=== Section Start ===

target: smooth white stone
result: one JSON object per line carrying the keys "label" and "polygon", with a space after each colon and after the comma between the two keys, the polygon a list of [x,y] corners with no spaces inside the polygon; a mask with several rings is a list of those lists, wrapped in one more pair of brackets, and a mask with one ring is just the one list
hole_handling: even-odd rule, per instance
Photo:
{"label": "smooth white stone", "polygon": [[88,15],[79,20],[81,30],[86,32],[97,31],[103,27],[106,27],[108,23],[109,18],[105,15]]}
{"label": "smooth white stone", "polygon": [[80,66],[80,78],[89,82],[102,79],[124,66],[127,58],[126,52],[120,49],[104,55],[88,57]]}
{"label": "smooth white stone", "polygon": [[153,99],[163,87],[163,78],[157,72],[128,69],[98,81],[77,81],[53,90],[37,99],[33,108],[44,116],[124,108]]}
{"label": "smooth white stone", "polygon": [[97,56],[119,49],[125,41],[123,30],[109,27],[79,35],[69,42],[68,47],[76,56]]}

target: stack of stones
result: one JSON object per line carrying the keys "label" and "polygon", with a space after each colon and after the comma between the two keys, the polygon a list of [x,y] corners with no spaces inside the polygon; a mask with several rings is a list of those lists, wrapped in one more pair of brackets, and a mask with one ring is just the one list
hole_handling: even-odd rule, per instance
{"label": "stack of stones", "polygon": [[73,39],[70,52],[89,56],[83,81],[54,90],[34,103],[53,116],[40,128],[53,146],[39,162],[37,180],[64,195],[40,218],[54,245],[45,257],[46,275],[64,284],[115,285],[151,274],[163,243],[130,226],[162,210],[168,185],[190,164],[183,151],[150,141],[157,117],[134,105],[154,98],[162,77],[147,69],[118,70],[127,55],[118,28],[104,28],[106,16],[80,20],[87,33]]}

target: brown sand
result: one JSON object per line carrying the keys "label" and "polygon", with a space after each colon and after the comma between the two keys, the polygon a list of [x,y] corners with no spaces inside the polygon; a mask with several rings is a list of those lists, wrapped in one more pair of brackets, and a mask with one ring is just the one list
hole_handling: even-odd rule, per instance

=== Section End ===

PROBLEM STATEMENT:
The result is a copy of every line above where the word "target" shows up.

EXERCISE RESULT:
target: smooth white stone
target: stack of stones
target: brown sand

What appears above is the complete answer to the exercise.